*A run of entries*:

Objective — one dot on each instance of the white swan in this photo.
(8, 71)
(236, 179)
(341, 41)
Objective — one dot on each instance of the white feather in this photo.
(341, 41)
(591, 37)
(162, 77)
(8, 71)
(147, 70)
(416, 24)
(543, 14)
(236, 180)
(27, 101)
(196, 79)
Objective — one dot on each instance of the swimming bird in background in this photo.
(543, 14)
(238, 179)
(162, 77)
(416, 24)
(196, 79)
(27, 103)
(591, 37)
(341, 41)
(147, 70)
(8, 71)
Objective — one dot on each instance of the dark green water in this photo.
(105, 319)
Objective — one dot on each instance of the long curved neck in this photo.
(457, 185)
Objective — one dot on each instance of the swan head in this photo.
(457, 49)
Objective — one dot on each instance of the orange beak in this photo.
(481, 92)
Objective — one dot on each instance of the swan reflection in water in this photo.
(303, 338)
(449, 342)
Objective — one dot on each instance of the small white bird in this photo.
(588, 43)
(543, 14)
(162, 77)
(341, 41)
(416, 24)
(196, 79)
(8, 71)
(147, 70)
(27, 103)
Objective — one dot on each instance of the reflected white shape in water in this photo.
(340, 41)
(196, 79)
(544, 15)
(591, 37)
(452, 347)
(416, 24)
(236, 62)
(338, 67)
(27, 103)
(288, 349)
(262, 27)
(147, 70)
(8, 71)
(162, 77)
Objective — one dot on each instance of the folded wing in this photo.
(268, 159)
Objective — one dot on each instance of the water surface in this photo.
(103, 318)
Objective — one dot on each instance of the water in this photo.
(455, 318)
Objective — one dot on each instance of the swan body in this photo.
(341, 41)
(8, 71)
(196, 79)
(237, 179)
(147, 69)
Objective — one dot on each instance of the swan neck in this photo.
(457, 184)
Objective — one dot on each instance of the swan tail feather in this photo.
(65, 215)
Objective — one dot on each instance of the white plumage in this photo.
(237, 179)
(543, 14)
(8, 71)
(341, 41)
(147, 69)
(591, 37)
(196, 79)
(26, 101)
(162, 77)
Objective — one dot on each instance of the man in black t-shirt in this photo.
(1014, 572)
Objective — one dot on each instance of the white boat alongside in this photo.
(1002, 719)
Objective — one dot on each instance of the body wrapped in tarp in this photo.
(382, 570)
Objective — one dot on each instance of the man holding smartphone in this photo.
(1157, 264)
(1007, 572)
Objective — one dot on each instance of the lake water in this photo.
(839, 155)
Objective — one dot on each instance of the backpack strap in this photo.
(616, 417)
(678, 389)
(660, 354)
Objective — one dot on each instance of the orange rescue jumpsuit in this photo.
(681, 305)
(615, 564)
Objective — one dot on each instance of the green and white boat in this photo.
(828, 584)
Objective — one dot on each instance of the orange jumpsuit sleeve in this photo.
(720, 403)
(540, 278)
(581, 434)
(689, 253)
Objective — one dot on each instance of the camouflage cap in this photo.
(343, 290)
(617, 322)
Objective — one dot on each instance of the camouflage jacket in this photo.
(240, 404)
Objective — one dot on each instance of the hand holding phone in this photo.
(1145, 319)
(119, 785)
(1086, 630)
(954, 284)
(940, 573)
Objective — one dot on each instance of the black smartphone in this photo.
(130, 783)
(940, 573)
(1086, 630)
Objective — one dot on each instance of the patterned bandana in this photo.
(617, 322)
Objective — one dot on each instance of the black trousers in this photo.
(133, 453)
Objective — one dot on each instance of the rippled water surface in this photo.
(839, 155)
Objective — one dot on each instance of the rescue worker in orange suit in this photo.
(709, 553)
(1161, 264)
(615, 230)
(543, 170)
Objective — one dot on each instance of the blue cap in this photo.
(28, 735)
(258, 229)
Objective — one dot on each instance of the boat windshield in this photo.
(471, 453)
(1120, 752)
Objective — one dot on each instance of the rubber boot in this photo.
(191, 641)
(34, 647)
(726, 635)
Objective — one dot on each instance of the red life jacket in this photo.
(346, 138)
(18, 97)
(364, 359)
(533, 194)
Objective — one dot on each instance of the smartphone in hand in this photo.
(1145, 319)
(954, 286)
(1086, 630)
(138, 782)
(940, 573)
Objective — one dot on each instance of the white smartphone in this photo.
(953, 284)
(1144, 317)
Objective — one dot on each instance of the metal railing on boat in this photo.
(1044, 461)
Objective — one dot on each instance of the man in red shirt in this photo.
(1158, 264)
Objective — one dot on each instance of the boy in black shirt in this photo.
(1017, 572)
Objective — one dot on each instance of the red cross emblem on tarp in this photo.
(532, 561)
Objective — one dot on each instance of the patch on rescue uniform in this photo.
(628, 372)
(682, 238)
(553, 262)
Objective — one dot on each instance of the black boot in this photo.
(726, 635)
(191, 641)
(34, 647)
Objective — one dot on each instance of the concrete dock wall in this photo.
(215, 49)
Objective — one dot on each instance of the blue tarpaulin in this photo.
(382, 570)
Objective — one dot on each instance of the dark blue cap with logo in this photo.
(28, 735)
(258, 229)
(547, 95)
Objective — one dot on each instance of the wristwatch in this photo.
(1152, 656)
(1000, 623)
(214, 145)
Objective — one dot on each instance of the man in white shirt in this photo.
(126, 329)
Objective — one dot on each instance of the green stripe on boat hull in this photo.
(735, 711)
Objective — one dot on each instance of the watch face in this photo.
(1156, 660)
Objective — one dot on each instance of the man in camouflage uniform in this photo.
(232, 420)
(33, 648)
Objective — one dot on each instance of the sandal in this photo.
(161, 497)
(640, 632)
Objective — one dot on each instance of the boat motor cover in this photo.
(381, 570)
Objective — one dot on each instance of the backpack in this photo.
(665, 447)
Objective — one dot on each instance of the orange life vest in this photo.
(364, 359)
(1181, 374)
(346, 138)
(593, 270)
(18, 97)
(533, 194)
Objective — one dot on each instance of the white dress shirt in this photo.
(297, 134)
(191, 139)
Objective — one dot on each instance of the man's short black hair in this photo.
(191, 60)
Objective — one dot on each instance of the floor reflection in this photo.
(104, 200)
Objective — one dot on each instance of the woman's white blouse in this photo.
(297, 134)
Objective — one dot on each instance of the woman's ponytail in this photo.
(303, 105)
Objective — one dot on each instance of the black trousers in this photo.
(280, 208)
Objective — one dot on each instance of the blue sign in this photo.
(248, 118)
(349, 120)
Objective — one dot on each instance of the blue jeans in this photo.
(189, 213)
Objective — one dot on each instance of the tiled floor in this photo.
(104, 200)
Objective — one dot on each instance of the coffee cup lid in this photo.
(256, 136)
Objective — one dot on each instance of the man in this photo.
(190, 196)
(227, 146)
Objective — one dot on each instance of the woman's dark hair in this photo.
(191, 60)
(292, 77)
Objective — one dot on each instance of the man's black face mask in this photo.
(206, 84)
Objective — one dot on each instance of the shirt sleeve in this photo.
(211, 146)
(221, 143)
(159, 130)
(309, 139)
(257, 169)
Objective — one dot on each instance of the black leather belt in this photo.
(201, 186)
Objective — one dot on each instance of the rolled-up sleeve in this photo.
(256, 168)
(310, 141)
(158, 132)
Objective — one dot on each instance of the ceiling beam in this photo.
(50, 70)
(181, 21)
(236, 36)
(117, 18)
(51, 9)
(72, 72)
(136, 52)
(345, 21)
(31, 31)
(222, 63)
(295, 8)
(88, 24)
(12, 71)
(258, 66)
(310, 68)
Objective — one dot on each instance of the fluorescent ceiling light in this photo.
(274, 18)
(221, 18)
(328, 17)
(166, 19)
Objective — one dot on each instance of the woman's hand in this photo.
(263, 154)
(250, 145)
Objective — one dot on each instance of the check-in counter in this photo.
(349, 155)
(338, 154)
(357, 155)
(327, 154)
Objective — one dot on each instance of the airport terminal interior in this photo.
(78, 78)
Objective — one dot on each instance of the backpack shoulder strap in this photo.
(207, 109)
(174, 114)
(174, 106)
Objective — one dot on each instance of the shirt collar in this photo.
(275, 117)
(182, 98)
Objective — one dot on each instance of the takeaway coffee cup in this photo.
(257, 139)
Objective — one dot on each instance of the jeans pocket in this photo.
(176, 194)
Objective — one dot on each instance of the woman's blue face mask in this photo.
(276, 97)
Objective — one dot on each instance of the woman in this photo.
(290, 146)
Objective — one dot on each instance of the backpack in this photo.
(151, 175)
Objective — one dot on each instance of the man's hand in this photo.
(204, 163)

*WRITTEN INSTRUCTION*: Please reproduce verbatim the lines above, from the one containing "Objective — one dot on each instance of the backpack shoulder" through the last line of the entries, both included.

*RESULT OF THE TASK*:
Objective — one dot on each instance of the backpack shoulder strap in this photo.
(207, 109)
(174, 114)
(174, 106)
Objective — one dot on each instance of the shirt collar in this photo.
(275, 117)
(182, 98)
Objective — one dot on each instance of the takeaway coffee cup in this photo.
(257, 139)
Objective — one dot on each instance of the jeans pocket in this photo.
(176, 194)
Objective — one dot on each instance of the woman's blue face mask in this photo.
(276, 97)
Objective — one dot on each instance of the woman in this photo.
(290, 146)
Objective — one dot on each instance of the backpack in this photo.
(151, 175)
Objective — one dot on each instance of the man's hand in this photo.
(204, 163)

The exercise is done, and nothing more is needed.